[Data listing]

###

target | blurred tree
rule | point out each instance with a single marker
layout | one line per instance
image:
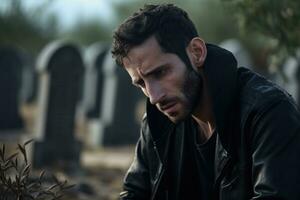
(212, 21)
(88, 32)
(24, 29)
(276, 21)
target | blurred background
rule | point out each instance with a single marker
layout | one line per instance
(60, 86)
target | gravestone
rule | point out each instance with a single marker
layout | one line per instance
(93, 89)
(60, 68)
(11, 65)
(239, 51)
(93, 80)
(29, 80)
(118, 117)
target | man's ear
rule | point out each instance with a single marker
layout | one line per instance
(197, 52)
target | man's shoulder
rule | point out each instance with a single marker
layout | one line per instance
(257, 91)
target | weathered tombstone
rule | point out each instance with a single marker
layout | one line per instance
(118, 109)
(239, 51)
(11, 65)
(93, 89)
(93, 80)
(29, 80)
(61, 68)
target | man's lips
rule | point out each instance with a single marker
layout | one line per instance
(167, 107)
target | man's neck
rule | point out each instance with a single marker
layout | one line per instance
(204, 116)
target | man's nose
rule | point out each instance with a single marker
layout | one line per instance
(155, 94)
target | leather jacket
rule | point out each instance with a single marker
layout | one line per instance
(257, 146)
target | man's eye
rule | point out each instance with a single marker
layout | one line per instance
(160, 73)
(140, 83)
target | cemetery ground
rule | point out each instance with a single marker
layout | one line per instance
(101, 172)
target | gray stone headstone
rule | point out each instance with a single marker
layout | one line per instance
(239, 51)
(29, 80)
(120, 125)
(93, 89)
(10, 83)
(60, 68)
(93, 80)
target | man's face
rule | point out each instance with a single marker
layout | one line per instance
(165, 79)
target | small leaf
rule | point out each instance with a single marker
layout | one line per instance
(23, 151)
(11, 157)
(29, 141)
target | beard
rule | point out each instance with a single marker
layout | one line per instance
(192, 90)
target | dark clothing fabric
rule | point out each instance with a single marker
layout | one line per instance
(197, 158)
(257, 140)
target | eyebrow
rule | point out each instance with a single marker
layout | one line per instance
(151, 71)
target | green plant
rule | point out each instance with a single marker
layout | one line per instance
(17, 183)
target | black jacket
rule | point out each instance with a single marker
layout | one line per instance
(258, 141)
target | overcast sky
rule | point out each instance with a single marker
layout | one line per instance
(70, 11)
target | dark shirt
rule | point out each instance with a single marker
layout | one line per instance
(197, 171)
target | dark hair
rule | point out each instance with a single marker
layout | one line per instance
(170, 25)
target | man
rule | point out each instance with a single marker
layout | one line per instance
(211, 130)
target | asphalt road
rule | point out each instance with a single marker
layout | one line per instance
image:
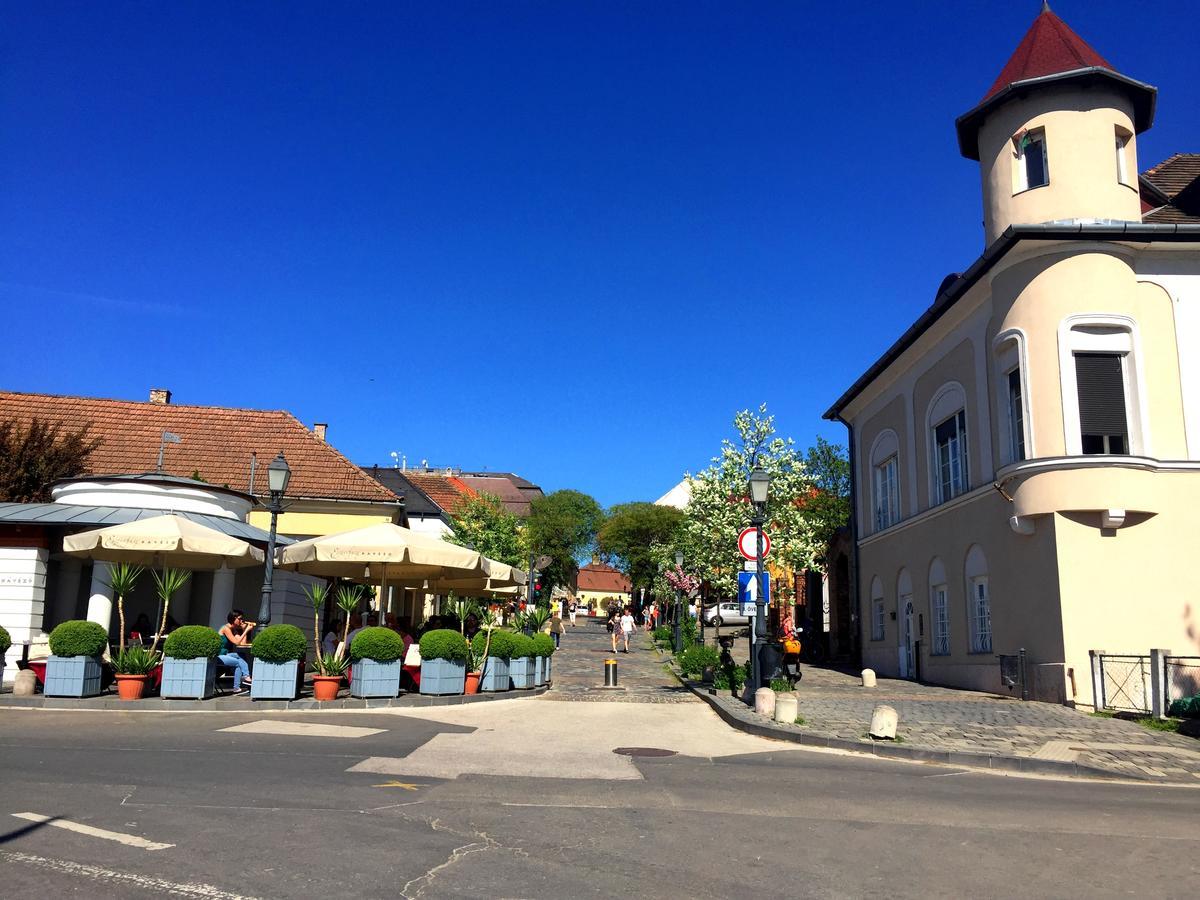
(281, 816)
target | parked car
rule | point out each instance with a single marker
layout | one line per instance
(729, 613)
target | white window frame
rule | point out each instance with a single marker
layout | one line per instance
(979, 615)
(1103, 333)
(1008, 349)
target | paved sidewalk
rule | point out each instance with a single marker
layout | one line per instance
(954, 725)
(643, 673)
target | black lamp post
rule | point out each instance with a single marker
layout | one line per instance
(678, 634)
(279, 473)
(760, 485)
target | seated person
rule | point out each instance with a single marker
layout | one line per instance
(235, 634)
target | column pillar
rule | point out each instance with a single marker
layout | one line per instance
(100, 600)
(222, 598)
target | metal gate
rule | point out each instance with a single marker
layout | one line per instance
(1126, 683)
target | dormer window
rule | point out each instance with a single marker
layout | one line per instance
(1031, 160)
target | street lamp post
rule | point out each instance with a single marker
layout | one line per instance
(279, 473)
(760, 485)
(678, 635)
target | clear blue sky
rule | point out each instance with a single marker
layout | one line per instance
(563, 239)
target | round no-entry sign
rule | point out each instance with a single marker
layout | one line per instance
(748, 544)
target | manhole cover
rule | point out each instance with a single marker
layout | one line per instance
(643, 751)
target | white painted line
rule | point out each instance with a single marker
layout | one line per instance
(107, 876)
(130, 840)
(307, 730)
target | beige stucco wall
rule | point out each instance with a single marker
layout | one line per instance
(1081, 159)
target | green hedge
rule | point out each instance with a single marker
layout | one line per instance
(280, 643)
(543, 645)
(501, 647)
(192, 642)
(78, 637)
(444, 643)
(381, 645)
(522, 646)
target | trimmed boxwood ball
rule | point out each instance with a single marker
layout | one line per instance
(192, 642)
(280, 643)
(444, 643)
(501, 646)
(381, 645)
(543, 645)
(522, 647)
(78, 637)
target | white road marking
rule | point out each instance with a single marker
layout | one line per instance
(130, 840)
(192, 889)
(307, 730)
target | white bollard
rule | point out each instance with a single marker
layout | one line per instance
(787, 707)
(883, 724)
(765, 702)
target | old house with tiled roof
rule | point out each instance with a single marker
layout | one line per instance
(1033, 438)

###

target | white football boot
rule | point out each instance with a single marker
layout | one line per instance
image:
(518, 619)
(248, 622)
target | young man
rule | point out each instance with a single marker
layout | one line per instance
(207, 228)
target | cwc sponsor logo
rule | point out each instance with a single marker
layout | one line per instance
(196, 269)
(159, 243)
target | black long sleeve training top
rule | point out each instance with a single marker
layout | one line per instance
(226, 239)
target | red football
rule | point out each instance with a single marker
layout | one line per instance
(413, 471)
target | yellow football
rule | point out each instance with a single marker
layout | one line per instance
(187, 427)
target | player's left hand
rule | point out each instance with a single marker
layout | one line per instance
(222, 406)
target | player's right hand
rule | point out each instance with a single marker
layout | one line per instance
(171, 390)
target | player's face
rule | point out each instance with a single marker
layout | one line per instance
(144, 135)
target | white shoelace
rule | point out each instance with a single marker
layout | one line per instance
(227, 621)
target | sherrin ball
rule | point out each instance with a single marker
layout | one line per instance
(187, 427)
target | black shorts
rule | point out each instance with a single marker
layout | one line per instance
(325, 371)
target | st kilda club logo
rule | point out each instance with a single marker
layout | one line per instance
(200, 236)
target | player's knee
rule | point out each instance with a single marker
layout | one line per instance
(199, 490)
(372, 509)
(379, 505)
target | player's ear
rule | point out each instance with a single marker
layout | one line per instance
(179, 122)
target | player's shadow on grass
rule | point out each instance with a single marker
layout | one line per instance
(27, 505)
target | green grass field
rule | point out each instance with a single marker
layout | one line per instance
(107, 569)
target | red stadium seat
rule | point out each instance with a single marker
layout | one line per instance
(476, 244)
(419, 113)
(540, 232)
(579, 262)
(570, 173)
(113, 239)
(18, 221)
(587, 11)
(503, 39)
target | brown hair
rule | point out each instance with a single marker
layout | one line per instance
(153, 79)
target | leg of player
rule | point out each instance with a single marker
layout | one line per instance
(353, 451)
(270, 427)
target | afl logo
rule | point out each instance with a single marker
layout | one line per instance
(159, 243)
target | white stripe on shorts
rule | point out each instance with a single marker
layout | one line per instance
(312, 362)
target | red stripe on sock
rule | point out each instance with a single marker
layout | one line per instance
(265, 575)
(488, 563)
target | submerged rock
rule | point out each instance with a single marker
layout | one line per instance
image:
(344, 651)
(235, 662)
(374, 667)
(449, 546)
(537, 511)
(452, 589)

###

GOAL OF THE EXERCISE: Update everything from the line containing "target | asphalt road" down to the line containing "(1126, 683)" by replacing "lamp post" with "street lamp" and keeping all else unchanged. Leave the pictures out of your answer.

RESULT BELOW:
target | asphalt road
rule | point out each instance with a single marker
layout | one line per instance
image:
(281, 816)
target | parked car
rule | point out each instance with a single marker
layout | one line per instance
(729, 613)
target | white window frame
rule | point out each instance with a single marker
layout | one line per instance
(979, 615)
(1103, 333)
(1008, 349)
target | paved sidewalk
rule | point out each instance with a single marker
layout | one line per instance
(954, 725)
(643, 673)
target | black street lamp
rule | point out each instance with a single marker
layout | one line per instance
(678, 634)
(279, 473)
(760, 485)
target | seated person
rule | point out each instance with a single marker
layout | one line per instance
(235, 634)
target | column pillar
rule | point out each instance with a single marker
layout | one line per instance
(100, 600)
(222, 598)
target | metal gate
rule | point out each instance with a single marker
layout | one line per instance
(1126, 683)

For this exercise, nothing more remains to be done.